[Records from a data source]
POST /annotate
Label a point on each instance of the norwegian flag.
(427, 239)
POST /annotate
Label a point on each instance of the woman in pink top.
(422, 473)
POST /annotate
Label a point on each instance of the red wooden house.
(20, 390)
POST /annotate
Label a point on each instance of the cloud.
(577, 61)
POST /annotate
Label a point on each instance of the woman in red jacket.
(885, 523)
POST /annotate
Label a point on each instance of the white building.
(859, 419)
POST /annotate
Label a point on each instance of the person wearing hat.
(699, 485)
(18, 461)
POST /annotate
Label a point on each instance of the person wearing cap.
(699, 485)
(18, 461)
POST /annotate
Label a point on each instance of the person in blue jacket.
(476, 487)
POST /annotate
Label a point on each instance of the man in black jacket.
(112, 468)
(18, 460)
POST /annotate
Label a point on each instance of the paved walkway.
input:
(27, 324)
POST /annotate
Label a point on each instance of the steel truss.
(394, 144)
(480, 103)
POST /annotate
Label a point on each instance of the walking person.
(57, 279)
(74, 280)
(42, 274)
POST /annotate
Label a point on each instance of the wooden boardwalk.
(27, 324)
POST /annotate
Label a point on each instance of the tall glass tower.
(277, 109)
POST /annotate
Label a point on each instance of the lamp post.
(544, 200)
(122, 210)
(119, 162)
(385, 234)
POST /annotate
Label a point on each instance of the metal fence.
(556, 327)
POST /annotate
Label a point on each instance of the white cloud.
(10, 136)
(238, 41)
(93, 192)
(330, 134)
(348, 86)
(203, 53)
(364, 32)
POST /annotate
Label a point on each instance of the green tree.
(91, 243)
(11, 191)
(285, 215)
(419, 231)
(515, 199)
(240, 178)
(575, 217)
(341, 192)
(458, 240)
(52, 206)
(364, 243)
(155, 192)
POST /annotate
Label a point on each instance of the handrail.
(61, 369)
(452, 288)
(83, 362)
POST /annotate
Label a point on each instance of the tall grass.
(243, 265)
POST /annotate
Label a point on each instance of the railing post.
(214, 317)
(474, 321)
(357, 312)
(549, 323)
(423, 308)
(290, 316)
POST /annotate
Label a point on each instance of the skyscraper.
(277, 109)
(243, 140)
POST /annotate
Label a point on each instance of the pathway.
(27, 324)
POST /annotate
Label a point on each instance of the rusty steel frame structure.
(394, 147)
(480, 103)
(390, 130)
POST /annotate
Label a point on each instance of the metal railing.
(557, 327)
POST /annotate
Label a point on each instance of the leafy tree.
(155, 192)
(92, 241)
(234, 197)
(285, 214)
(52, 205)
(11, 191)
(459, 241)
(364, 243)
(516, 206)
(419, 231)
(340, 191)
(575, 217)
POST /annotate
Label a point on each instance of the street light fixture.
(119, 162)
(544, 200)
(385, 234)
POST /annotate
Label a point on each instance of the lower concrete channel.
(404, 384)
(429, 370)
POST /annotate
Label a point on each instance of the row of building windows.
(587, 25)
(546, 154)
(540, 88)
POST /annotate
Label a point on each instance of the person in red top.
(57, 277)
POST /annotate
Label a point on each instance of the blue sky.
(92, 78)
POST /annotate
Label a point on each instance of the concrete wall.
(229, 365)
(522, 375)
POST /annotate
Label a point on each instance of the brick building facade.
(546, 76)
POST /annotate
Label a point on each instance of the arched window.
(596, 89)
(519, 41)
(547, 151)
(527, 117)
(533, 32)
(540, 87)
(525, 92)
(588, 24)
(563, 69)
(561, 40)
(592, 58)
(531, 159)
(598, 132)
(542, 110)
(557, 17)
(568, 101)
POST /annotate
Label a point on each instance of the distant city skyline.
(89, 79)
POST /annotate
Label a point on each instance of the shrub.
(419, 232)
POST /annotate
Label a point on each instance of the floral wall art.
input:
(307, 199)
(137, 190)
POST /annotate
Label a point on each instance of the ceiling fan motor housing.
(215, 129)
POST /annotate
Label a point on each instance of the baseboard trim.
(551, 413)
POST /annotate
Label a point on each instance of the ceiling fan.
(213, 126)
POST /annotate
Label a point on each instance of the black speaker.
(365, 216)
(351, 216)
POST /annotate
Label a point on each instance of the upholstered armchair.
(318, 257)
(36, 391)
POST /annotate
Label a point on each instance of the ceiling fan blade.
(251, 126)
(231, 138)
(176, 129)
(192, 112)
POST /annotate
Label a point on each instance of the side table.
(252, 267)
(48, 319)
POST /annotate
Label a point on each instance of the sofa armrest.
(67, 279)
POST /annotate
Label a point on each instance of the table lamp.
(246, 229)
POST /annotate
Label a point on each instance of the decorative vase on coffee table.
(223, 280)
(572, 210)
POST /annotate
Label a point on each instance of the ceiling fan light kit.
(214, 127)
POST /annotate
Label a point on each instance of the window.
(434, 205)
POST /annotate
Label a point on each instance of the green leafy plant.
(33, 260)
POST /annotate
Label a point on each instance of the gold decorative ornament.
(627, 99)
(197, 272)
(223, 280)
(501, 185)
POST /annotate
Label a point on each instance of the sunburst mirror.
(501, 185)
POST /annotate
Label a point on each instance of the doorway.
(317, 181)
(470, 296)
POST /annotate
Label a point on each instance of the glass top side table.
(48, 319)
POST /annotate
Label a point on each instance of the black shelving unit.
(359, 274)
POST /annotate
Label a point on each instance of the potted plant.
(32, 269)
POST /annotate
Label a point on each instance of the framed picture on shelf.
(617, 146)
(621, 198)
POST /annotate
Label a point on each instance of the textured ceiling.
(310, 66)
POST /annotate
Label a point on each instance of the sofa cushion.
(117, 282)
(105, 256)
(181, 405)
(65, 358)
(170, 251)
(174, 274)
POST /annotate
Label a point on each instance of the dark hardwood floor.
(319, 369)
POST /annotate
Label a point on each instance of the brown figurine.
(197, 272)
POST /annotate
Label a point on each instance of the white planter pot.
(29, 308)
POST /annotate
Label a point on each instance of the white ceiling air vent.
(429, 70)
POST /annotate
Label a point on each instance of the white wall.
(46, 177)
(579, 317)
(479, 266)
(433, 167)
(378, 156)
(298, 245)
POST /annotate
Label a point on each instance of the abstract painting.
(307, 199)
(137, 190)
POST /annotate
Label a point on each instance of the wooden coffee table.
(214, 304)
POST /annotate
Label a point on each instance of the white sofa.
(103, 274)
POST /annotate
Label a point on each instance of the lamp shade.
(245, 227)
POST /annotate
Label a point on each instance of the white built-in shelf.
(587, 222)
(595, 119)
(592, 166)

→ Exercise directions: Print all of the entries exactly as they are written.

→ Output:
POST /annotate
Label a point on each instance of the norwegian flag.
(427, 239)
POST /annotate
Label a point on each instance of the woman in pink top.
(422, 473)
POST /annotate
Label a point on each instance of the red wooden house.
(20, 390)
POST /annotate
Label a point on each instance of the cloud.
(577, 61)
POST /annotate
Label a point on each instance of the woman in red jacket.
(885, 523)
POST /annotate
Label a point on each instance of the white building.
(859, 419)
POST /annotate
Label a point on each instance of the person wearing hat.
(699, 485)
(18, 461)
POST /annotate
Label a point on each instance of the person wearing cap.
(699, 485)
(18, 461)
POST /annotate
Label a point on each instance of the person in blue jacket.
(476, 487)
POST /annotate
Label a point on each instance of the man in black jacket.
(112, 468)
(18, 460)
POST /annotate
Label a point on each instance of the paved walkway.
input:
(27, 324)
POST /annotate
Label a point on each instance of the steel truss.
(394, 144)
(480, 103)
POST /annotate
Label a point on each instance of the walking person.
(57, 279)
(74, 280)
(42, 274)
POST /annotate
Label a point on each instance of the wooden boardwalk.
(27, 324)
POST /annotate
Label a point on each instance of the tall glass tower.
(277, 109)
POST /annotate
Label a point on each instance of the lamp post.
(544, 200)
(122, 210)
(119, 162)
(385, 234)
POST /annotate
Label a point on each instance of the metal fence.
(556, 327)
POST /annotate
Label a point on each instance of the white cloud.
(10, 136)
(238, 41)
(93, 192)
(330, 134)
(348, 86)
(203, 53)
(364, 32)
POST /annotate
Label a point on each instance of the green tree.
(91, 243)
(11, 191)
(285, 215)
(419, 231)
(515, 199)
(240, 178)
(575, 217)
(341, 192)
(458, 240)
(52, 206)
(364, 243)
(155, 192)
POST /annotate
Label a point on each instance of the handrail.
(61, 369)
(452, 288)
(83, 362)
POST /annotate
Label a point on each instance of the tall grass.
(243, 265)
POST /annotate
Label a point on each instance of the railing post.
(214, 317)
(474, 321)
(357, 312)
(549, 323)
(423, 308)
(290, 316)
POST /annotate
Label a point on each instance of the skyscraper.
(277, 109)
(243, 140)
POST /annotate
Label a point on each instance of the pathway.
(27, 324)
POST /annotate
Label a point on each instance of the rusty steel frame structure.
(394, 147)
(480, 103)
(390, 130)
POST /annotate
Label a point on each instance of the metal railing.
(557, 327)
POST /annotate
Label a point on each instance of the leafy tree.
(155, 192)
(92, 241)
(234, 197)
(285, 214)
(52, 205)
(11, 191)
(459, 241)
(364, 243)
(516, 206)
(419, 231)
(340, 191)
(575, 217)
POST /annotate
Label a point on each instance of the street light fixture.
(119, 162)
(544, 200)
(385, 234)
POST /annotate
Label a point on each instance of the lower concrete channel.
(404, 384)
(429, 370)
POST /annotate
Label a point on each instance of the row of building windows.
(587, 25)
(546, 154)
(540, 88)
POST /annotate
Label a point on each instance of the person in red top.
(57, 277)
POST /annotate
Label a point on each instance of the blue sky.
(92, 78)
POST /annotate
Label a point on each instance of the concrete wall.
(229, 365)
(522, 375)
POST /annotate
Label a point on each instance of the brick building facade.
(546, 76)
POST /annotate
Label a point on each instance of the arched window.
(596, 89)
(519, 41)
(547, 151)
(527, 117)
(533, 32)
(540, 87)
(525, 92)
(588, 24)
(563, 69)
(561, 40)
(592, 58)
(531, 159)
(598, 132)
(542, 110)
(557, 17)
(568, 101)
POST /annotate
Label a point on each instance of the distant city skyline.
(89, 79)
POST /annotate
Label a point on each instance of the shrub.
(419, 232)
POST /annotate
Label a point on each instance of the floral wall art.
input:
(307, 199)
(137, 190)
POST /annotate
Label a point on each instance of the ceiling fan motor housing.
(215, 129)
POST /annotate
Label a point on each instance of the baseboard trim.
(551, 413)
POST /annotate
Label a point on each instance of the ceiling fan.
(213, 126)
POST /annotate
Label a point on each instance of the black speaker.
(365, 216)
(351, 216)
POST /annotate
Label a point on each instance of the upholstered armchair.
(318, 257)
(36, 391)
POST /annotate
Label a point on each instance of the ceiling fan blade.
(251, 126)
(231, 138)
(176, 129)
(192, 112)
POST /annotate
Label a point on each instance of the side table.
(252, 267)
(48, 319)
POST /annotate
Label a point on each instance of the sofa armrest.
(67, 279)
POST /annotate
Label a point on each instance of the table lamp.
(246, 229)
POST /annotate
Label a point on each instance of the decorative vase on coffee table.
(223, 280)
(572, 210)
POST /annotate
Label a point on each instance of the ceiling fan light kit.
(214, 127)
POST /annotate
Label a point on each instance of the window.
(434, 205)
POST /annotate
Label a point on each instance of the green leafy plant.
(33, 260)
POST /annotate
Label a point on each instance of the gold decorative ornament.
(627, 99)
(197, 272)
(223, 280)
(501, 185)
POST /annotate
Label a point on each instance of the sunburst mirror.
(501, 185)
POST /annotate
Label a point on each instance of the doorway.
(317, 181)
(470, 296)
POST /annotate
Label a point on each instance of the glass top side table.
(48, 319)
POST /annotate
Label a point on each instance of the black shelving unit.
(359, 274)
POST /annotate
Label a point on each instance of the potted plant.
(32, 269)
POST /annotate
Label a point on each instance of the framed picture on shelf.
(617, 146)
(621, 198)
POST /annotate
Label a point on each instance of the textured ceiling.
(310, 66)
POST /annotate
Label a point on each instance of the sofa cushion.
(117, 282)
(105, 256)
(181, 405)
(65, 358)
(170, 251)
(174, 274)
POST /annotate
Label a point on each instance of the dark hardwood floor.
(319, 369)
POST /annotate
Label a point on each instance of the brown figurine.
(197, 272)
POST /annotate
Label a point on each instance of the white planter pot.
(29, 308)
POST /annotate
Label a point on each instance of the white ceiling air vent.
(429, 70)
POST /annotate
Label a point on each instance of the white wall.
(46, 177)
(579, 317)
(479, 266)
(433, 167)
(378, 156)
(298, 245)
POST /annotate
Label a point on each instance of the abstract painting.
(307, 199)
(137, 190)
POST /annotate
Label a point on each instance of the wooden coffee table.
(214, 304)
POST /annotate
Label a point on each instance of the white sofa.
(103, 274)
POST /annotate
Label a point on each instance of the lamp shade.
(245, 227)
POST /annotate
Label a point on each instance of the white built-in shelf.
(587, 222)
(595, 119)
(592, 166)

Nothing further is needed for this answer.